▸ **WORK TO COMPLETE**
Write out, exactly as they stand, the line containing "Where can the sheep toy's face" and all subsequent lines up to and including the final line of the records.

▸ **INFORMATION**
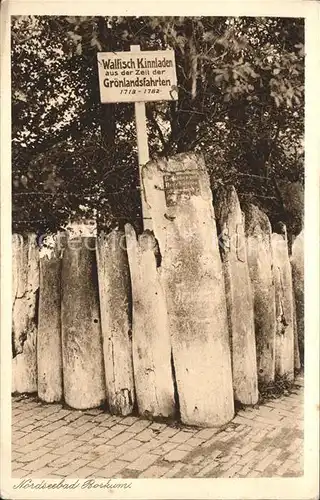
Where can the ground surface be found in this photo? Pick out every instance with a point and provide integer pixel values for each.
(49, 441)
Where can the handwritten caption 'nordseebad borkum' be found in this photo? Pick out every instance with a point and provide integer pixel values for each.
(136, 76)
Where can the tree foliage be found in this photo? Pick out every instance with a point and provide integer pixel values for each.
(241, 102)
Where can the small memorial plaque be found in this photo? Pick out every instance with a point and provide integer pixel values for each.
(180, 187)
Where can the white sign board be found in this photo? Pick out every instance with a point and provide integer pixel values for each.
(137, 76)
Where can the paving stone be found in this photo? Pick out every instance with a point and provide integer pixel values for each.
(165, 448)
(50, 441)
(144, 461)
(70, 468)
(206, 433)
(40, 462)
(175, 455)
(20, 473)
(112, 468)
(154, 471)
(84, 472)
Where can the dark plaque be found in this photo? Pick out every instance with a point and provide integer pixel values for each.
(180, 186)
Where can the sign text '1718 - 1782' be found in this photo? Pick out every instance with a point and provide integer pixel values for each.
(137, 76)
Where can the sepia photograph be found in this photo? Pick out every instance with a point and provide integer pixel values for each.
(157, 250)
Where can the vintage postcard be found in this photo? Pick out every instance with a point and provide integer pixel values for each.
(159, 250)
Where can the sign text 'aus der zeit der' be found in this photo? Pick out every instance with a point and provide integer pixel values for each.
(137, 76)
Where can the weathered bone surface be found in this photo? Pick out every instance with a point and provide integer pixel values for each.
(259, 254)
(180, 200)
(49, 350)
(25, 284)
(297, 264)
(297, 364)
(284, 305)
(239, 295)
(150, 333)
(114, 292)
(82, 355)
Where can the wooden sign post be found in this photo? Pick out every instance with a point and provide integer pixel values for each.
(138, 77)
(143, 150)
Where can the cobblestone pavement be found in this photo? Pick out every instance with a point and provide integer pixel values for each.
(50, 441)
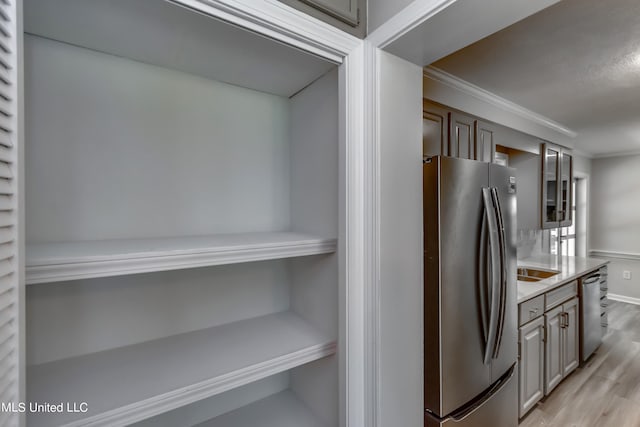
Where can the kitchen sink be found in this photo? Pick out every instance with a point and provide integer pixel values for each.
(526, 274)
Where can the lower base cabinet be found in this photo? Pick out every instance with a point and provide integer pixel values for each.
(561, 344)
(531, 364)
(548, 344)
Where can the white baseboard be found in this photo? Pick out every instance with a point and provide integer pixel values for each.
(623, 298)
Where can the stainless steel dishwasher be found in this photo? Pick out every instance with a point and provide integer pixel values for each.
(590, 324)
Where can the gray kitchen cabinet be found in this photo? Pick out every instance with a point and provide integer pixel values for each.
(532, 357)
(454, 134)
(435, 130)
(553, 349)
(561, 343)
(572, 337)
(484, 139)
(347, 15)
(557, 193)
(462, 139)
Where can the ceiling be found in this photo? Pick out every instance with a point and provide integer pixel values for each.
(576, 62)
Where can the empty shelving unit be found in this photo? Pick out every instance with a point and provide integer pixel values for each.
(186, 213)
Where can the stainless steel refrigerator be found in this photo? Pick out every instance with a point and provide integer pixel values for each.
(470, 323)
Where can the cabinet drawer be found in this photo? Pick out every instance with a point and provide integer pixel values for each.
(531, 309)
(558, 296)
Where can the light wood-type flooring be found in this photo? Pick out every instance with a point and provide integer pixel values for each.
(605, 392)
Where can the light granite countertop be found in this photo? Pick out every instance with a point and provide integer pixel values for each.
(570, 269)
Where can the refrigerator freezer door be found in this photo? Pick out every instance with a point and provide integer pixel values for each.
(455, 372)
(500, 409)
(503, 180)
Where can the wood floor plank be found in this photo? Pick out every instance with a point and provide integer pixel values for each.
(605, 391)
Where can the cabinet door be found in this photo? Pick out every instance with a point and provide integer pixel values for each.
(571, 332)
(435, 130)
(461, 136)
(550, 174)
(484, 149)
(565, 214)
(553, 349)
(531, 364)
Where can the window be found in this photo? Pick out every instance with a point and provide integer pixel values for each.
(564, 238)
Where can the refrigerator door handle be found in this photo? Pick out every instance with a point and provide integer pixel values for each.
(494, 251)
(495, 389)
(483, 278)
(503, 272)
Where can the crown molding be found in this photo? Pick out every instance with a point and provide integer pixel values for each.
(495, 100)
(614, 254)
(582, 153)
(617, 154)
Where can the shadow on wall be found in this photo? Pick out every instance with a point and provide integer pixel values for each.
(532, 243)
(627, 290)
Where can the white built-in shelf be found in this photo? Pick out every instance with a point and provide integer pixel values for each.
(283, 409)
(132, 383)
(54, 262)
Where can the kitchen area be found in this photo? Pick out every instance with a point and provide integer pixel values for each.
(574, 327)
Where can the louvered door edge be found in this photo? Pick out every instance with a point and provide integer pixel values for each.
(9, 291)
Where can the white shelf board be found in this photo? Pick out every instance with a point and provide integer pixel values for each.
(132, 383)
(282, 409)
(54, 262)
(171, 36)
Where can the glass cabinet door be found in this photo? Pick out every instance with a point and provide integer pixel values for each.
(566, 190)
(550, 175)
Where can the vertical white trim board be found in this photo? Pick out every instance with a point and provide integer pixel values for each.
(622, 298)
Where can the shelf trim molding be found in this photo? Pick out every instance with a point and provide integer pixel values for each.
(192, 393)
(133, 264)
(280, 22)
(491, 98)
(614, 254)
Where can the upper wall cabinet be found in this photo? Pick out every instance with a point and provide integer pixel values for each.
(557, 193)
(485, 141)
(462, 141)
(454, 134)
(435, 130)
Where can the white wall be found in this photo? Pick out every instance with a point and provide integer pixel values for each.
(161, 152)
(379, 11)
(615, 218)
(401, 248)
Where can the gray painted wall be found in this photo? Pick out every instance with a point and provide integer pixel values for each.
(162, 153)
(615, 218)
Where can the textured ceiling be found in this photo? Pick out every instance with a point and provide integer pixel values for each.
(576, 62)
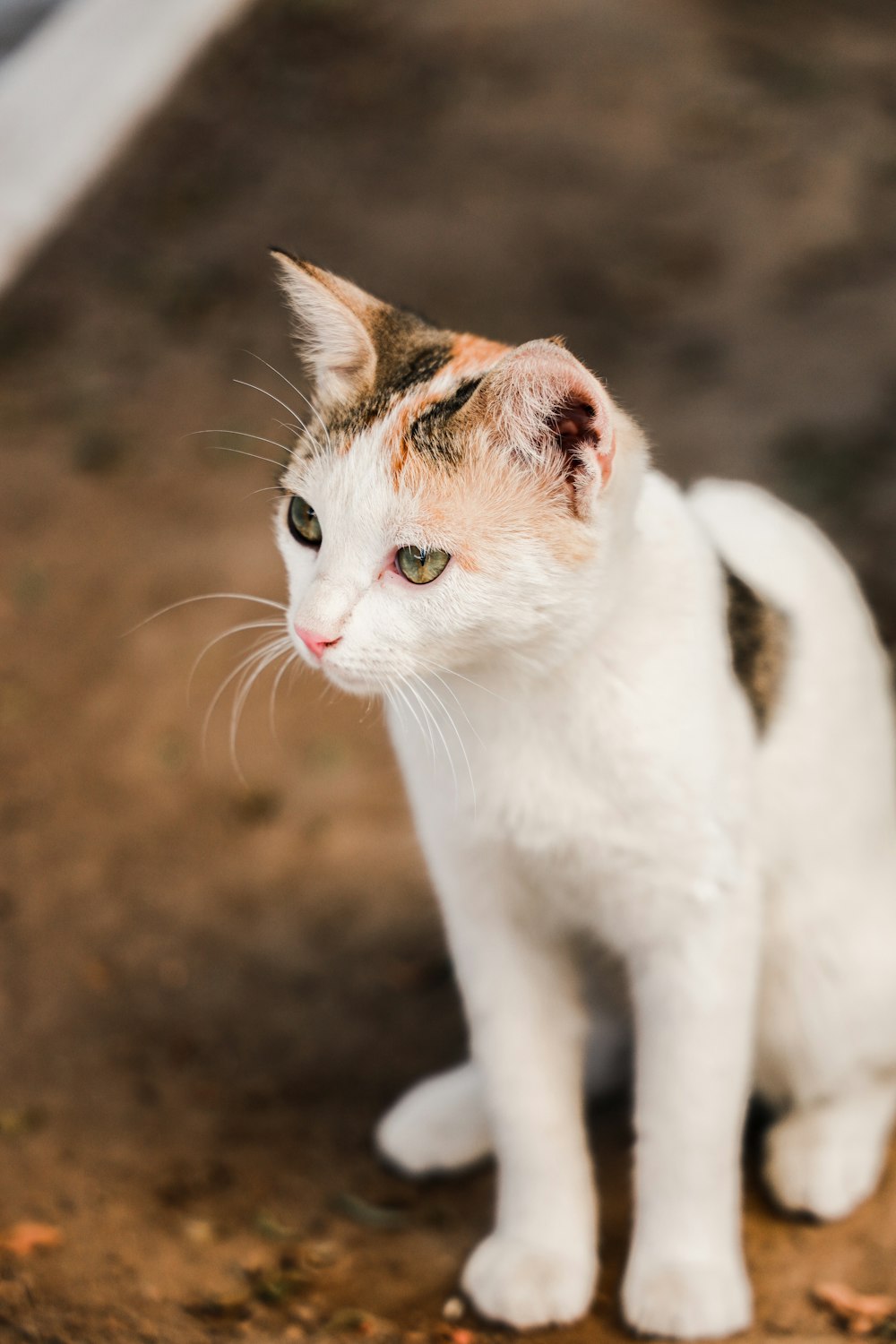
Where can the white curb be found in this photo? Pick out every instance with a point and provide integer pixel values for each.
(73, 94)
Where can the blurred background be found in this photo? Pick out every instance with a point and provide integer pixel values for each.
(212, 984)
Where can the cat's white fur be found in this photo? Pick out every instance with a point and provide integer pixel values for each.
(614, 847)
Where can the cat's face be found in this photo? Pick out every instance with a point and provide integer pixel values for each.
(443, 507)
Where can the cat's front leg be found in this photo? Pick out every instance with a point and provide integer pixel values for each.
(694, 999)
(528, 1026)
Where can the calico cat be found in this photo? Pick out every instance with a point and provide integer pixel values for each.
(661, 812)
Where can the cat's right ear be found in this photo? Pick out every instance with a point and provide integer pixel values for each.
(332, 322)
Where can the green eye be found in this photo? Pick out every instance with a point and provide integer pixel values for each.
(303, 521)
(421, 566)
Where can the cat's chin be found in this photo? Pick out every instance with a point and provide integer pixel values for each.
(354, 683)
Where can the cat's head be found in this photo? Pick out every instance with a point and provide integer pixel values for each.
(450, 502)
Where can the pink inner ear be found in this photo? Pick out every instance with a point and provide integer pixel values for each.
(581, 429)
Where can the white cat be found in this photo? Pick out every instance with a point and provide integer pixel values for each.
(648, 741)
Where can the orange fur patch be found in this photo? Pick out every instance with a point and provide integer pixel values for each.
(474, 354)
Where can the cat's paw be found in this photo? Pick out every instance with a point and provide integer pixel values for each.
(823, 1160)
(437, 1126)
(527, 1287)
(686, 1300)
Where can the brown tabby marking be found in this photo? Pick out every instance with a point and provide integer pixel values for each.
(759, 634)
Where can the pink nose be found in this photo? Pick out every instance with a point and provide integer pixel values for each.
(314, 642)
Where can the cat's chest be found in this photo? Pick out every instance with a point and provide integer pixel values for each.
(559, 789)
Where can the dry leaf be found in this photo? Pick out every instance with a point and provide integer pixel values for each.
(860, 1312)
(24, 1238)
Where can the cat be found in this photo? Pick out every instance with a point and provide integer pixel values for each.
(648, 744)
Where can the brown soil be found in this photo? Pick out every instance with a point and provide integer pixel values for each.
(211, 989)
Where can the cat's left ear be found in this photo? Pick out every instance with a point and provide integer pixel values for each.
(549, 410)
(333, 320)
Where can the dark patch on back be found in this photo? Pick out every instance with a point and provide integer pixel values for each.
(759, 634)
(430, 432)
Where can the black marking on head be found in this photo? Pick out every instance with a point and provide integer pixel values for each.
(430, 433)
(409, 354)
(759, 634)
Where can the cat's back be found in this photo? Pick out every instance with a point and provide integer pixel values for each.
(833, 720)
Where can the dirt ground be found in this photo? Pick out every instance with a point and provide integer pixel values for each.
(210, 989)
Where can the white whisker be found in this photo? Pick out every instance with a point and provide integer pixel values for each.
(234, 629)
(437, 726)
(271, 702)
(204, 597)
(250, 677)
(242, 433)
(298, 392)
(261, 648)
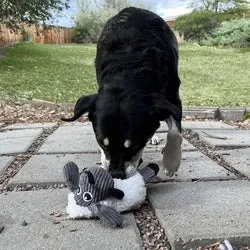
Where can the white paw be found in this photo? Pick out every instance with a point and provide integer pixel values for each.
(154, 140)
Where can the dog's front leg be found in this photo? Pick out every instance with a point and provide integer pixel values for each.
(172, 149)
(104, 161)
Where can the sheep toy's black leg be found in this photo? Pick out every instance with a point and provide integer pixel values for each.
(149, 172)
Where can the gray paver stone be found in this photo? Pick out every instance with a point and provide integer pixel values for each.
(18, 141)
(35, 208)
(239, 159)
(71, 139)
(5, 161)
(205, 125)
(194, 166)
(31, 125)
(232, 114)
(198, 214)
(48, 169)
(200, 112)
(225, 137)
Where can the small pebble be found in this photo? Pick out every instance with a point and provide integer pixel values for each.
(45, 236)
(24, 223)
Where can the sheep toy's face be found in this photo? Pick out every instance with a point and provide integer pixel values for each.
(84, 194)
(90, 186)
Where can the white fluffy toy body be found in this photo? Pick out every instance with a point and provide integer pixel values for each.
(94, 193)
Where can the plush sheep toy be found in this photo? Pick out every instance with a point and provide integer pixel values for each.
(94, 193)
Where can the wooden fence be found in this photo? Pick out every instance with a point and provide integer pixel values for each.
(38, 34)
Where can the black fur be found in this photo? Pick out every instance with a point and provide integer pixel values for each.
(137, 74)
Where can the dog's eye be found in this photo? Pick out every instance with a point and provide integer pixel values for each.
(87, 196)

▸ **SOLVED PROBLEM**
Where can the sheep toy's face be found in this photo? Pick out every instance with a point and provide integer pixel values for each.
(84, 194)
(90, 186)
Where can the white fluffy toy body be found in this photo? Pick out every instance with a point and provide integer pixel values for each.
(94, 193)
Where can the plush sheep toy be found in this photo? Pick out every instance with a point and provide integer pixel values for each.
(94, 193)
Where can the wooden fence be found in this photo? Pick out every instance with a point and provide integer pixel values for each.
(38, 34)
Where can the black fur be found in this photo? Pick out every instance with a point and provide integer pixel values for each.
(137, 74)
Where can the dog's eye be found in this photo? Pick out every instance with a point and provide integer pixel values for each.
(87, 196)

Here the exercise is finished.